## Problem requirements:
In the material below, find every line containing the string "countertop" and return it.

**** Supplied records ****

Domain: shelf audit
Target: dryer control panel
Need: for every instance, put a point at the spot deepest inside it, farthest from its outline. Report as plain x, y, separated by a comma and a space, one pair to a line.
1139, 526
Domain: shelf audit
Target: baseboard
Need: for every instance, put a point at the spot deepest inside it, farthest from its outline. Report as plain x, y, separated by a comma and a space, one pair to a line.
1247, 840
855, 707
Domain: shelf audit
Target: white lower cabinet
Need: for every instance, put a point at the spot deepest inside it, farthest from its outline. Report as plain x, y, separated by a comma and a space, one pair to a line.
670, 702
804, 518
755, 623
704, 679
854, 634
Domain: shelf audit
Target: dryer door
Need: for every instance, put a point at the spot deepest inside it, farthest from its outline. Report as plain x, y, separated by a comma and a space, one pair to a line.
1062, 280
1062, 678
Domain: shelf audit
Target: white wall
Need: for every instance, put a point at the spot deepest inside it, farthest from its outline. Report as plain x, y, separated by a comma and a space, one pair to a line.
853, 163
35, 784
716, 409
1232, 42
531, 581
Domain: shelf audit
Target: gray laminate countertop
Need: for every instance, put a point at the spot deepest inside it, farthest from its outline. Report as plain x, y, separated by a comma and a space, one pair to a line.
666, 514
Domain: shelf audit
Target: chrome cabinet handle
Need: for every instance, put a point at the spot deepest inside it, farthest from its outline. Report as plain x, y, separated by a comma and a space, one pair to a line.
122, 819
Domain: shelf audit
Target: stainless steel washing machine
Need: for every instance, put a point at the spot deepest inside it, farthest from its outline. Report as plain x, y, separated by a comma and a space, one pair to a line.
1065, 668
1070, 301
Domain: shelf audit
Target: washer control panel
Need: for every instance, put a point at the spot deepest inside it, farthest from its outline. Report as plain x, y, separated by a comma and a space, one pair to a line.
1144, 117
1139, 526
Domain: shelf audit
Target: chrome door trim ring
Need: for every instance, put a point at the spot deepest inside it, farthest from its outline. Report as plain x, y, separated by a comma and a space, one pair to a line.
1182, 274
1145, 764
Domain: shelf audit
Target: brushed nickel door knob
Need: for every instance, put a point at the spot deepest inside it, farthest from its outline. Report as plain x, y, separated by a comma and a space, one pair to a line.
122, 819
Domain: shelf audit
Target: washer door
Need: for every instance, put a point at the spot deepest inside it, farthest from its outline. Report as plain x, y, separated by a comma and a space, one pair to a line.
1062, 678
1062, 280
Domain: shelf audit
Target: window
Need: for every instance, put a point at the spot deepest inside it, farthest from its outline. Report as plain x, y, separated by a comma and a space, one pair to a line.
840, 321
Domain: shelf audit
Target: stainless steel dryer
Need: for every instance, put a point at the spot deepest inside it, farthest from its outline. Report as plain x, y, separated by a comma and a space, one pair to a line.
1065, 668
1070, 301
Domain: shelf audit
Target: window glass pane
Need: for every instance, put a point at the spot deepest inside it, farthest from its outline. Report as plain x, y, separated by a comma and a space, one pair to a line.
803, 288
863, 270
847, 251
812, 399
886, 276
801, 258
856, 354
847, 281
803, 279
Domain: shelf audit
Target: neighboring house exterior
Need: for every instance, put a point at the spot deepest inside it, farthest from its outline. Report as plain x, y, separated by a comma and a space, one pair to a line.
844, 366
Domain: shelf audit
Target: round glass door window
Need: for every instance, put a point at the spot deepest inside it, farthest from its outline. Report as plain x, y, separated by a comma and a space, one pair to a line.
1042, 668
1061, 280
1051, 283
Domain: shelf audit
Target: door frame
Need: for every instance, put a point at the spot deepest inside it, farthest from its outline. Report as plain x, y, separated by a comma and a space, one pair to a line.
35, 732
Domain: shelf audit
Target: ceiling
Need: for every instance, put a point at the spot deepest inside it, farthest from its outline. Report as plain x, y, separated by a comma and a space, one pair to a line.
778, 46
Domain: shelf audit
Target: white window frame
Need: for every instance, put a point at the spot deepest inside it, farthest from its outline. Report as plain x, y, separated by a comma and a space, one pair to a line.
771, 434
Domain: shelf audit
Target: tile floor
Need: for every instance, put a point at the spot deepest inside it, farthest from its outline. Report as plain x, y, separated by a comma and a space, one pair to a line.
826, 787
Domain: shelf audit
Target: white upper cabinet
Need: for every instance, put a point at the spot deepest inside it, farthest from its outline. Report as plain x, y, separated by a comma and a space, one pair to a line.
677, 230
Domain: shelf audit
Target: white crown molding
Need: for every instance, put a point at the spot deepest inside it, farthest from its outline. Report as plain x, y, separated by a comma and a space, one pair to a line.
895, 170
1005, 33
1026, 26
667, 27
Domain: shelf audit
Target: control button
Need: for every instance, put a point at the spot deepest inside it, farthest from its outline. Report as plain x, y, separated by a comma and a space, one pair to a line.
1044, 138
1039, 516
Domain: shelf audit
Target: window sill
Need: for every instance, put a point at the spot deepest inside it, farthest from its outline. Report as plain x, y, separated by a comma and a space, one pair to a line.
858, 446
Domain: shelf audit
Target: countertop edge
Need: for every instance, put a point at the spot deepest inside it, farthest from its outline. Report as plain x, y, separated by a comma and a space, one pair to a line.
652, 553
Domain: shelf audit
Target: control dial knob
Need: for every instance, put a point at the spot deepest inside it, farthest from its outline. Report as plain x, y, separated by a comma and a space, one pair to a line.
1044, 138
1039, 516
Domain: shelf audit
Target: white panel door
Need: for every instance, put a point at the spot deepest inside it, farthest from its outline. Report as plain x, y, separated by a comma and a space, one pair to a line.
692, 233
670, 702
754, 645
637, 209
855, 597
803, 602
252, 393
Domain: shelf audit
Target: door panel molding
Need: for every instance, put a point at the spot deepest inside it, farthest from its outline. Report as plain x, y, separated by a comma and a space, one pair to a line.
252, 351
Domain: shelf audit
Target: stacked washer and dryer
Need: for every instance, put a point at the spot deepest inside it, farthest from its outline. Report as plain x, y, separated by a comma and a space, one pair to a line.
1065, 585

****

## Final answer:
Target: gray laminate countertop
Target: countertop edge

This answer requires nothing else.